▶ Objectives:
• 1. In the custody opinion, on what date did Rau file his petition to modify custody and child support?
• 2. Write the next part of the custody opinion, starting after its final sentence.

▶ Source passage:
+++
Decided: July 15, 2016

Kathrine Clark appeals pro se from an order of the Chatham County Superior Court granting Ricky G. Rau's petition for modification of custody and child support. No transcript is included in the record, and while the hearing at issue was reported, it does not appear that it was transcribed.1 Moreover, Clark's appellate brief is inadequate either to enumerate the errors she contends were made below, or to support them with argument and citation of authority as required by this court's rules. In these circumstances, we must presume the regularity of the judicial proceedings below and affirm the judgment of the trial court.

Clark and Rau are the parents of three minor children: sixteen-year-old B. C., fifteen-year-old V. C., and twelve-year-old K. C. On October 16, 2013, the Superior Court of Chatham County entered an order of legitimation, custody, and child support in which Clark and Rau were granted joint legal custody of the children, with Clark having primary physical custody of B. C., Rau having primary physical custody of K. C., and the couple sharing joint physical custody of V. C. On March 7, 2014, Rau filed a petition for modification of custody and child support in which he alleged circumstances materially affecting the welfare of the children, including that Clark was not exercising the joint physical custody arrangement and allowing him physical custody of V. C., that she was not exercising the custodial arrangements with the other children, and that she had failed to provide a suitable furnished residence for the children. Following a bench trial on the petition, the trial court awarded Rau sole legal and physical custody of his three minor children. This appeal followed.
+++
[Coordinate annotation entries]
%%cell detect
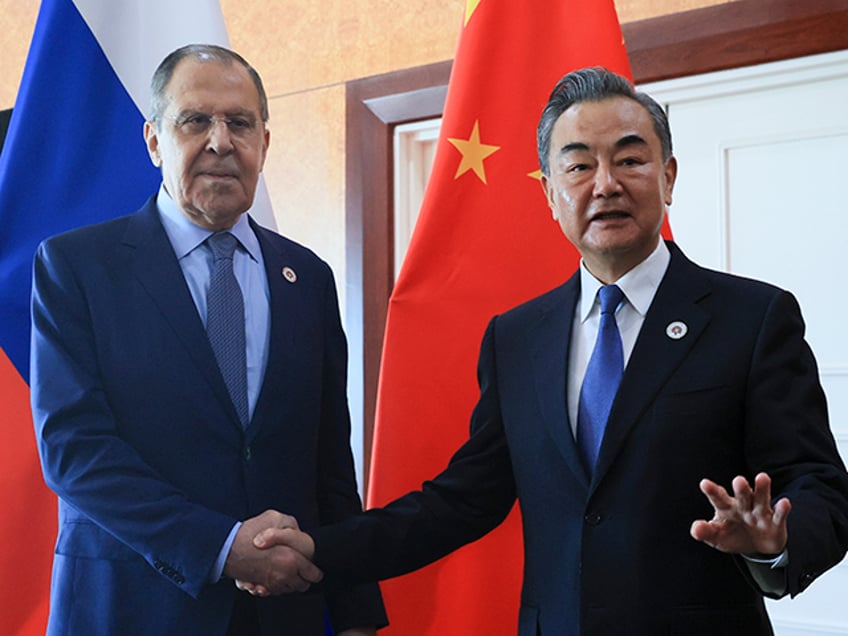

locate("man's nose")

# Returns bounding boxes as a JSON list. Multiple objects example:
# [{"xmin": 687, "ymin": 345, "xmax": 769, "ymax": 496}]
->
[
  {"xmin": 207, "ymin": 118, "xmax": 233, "ymax": 154},
  {"xmin": 593, "ymin": 162, "xmax": 621, "ymax": 197}
]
+++
▶ Written responses:
• 1. March 7, 2014

• 2.
1. Clark has failed to comply with the provisions of Court of Appeals Rules 22 and 25 in the preparation of her appellate brief. The brief does not contain a statement of facts, citations to the record, or numbered and distinct enumerations of error with supporting arguments.2 “Proceeding pro se does not relieve [Clark] of [her] obligation to comply with the rules of this Court. Our requirements as to the form of appellate briefs were created, not to provide an obstacle, but to aid parties in presenting their arguments in a manner most likely to be fully and efficiently comprehended by this Court.” (Citation and punctuation omitted). Goodman v. State, 313 Ga. App. 290, 291 (717 SE2d 496) (2011). In particular, Court of Appeals Rule 25 (c) (1) requires that “[t]he sequence of arguments in the briefs shall follow the order of the enumeration of errors, and shall be numbered accordingly.”

As we have held, Rule 25 (c) (1) is more than a mere formality. It is a requirement which this Court imposes to ensure that all enumerations of error are addressed and to facilitate review of each enumeration. By failing to comply with the rule, [Clark] has hindered the Court's review of [her] assertions and has risked the possibility that certain enumerations will not be addressed.

(Citation and punctuation omitted.) Barnett v. Fullard, 306 Ga. App. 148, 149-150 (1) (701 SE2d 608) (2010).

Nor is this a mere “minor departure from prescribed procedures,” as asserted by the dissent. While we may address enumerations of error “to the extent that we are able to discern which of the enumerations are supported in the brief by citation of authority or argument,” id., our customary practice cannot extend so far as to “discern” both enumerations of error and argument when neither is provided, particularly in the absence of a transcript of the proceedings. In so doing, we would step outside our constitutionally assigned role.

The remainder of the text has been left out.